List of tasks →
• A. In the post on S3 usage, reproduce the passage that begins at the words "SmugMug has told" and stops after the words "like to know.".
• B. Using the post on S3 usage, decide whether each statement agrees with it, answering yes or no and quoting the words that settle it: (i) Blue Origin spent $304 using S3 to deliver half a million copies of its test launch video. (ii) The peak second on S3 had 920 million requests. (iii) Jeff Bezos said how much storage space the 5 billion objects take up.

Document text →
/---

Mon

Apr 30
2007

Tim O'Reilly

Tim O'Reilly

We'd Love To Hear Your S3 Stories...And Numbers

SmugMug has told the world how much money they've saved using S3, and at the Web 2.0 Expo, Jeff Bezos told us how his aerospace company, Blue Origin spent only $304 using S3 to deliver half a million copies of the video of their test launch. Jeff also mentioned that S3 is now hosting 5 billion data items for its customers. He also told us that on S3's peak day, there were 920 million requests for getting or putting objects. The peak second had 16,000 requests. But he didn't tell us how much storage space those 5 billion objects take up (which would also tell us how much money S3 is taking in at its 15 cents per gigabyte per month) or many other things that inquiring minds would like to know.

\---

[Named-object pointing records]
/---

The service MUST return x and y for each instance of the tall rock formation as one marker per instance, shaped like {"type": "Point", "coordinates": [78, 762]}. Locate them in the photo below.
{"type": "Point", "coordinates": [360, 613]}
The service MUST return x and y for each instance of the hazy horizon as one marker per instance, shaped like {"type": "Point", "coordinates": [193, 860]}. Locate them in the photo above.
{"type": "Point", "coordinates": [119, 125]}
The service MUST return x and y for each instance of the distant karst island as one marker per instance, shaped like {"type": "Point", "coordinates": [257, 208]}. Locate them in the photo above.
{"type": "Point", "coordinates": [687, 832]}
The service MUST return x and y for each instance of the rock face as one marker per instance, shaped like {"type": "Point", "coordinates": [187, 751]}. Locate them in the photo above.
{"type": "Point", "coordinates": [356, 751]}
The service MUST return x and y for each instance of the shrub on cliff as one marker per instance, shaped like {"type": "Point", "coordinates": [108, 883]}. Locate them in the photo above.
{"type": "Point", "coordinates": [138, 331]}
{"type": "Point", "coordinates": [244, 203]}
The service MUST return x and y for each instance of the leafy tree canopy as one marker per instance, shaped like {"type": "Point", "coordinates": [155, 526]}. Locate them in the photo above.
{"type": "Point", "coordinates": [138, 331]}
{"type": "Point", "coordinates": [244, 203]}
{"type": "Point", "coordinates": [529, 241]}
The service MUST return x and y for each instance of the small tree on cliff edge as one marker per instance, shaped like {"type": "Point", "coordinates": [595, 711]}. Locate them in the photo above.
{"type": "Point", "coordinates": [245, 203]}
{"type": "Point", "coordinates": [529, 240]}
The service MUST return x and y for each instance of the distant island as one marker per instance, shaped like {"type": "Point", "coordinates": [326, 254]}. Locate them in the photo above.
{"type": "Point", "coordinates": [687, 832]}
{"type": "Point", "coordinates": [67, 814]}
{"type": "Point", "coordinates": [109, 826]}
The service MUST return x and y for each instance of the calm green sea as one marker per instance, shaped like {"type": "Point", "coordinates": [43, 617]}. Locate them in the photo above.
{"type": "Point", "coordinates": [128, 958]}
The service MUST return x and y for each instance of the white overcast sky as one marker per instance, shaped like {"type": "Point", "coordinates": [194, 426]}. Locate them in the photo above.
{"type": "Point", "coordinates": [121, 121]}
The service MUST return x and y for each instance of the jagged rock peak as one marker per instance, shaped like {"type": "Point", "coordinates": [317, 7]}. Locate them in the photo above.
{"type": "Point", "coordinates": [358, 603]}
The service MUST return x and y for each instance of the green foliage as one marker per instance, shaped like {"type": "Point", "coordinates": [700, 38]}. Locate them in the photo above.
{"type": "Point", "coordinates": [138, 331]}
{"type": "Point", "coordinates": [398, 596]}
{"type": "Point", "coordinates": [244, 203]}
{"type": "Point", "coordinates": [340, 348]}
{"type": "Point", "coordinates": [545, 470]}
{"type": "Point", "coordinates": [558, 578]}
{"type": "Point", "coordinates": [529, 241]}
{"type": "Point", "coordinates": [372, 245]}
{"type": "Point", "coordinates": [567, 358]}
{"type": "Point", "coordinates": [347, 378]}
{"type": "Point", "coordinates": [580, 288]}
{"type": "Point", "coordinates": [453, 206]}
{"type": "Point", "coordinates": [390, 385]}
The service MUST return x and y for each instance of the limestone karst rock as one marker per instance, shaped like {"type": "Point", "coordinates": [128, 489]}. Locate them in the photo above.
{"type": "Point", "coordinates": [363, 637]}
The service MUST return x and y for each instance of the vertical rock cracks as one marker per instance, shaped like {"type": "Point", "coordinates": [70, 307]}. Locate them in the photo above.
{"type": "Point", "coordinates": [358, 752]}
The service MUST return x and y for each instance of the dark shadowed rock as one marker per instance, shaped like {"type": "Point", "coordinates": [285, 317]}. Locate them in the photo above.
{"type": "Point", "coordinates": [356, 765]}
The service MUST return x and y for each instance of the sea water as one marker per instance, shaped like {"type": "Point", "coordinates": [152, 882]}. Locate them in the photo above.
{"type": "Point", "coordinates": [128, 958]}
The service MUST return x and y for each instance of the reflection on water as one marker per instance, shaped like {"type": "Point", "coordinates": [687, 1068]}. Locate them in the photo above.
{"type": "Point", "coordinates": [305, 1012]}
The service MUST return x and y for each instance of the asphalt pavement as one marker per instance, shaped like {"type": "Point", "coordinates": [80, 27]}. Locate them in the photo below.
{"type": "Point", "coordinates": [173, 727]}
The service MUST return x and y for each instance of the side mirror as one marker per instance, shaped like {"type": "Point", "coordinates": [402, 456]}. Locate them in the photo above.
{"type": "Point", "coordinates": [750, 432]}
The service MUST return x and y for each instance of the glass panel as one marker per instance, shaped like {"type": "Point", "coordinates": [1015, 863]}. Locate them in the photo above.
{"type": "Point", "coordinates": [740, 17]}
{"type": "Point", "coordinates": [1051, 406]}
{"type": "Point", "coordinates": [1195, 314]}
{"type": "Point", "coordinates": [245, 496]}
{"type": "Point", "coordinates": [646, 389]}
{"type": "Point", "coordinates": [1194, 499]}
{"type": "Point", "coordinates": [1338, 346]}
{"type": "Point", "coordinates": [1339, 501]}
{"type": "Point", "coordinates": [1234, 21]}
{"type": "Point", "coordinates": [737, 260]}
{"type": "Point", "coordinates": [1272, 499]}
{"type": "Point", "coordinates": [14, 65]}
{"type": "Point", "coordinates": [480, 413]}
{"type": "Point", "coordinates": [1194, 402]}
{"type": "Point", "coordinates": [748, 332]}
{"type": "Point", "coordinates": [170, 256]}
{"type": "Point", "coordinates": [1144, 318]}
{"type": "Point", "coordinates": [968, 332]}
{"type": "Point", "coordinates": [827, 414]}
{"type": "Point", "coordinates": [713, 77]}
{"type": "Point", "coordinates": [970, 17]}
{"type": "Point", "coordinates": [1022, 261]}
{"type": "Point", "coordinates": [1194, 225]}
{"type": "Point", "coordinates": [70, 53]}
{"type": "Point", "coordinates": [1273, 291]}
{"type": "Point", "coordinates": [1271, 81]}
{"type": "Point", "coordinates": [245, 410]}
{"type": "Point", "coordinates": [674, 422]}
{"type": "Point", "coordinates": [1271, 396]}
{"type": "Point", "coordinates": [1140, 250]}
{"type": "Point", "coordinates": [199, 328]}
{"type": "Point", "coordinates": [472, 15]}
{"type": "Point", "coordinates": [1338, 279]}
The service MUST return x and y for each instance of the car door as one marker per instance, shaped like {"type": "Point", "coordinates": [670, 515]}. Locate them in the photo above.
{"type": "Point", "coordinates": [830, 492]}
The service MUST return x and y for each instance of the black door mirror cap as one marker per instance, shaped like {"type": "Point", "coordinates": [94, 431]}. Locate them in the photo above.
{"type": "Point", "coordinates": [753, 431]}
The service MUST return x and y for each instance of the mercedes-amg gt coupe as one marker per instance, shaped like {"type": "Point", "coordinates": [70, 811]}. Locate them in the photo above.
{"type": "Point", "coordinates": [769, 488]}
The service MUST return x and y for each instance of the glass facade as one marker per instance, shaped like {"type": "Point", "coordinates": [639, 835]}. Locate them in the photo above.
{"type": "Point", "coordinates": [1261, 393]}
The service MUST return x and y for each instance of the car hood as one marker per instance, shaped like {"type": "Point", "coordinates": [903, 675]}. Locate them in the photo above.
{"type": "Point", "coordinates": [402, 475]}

\---

Exercise results →
• A.
SmugMug has told the world how much money they've saved using S3, and at the Web 2.0 Expo, Jeff Bezos told us how his aerospace company, Blue Origin spent only $304 using S3 to deliver half a million copies of the video of their test launch. Jeff also mentioned that S3 is now hosting 5 billion data items for its customers. He also told us that on S3's peak day, there were 920 million requests for getting or putting objects. The peak second had 16,000 requests. But he didn't tell us how much storage space those 5 billion objects take up (which would also tell us how much money S3 is taking in at its 15 cents per gigabyte per month) or many other things that inquiring minds would like to know.

• B.
(i) Yes: "Blue Origin spent only $304 using S3 to deliver half a million copies of the video of their test launch"
(ii) No: "The peak second had 16,000 requests."
(iii) No: "But he didn't tell us how much storage space those 5 billion objects take up"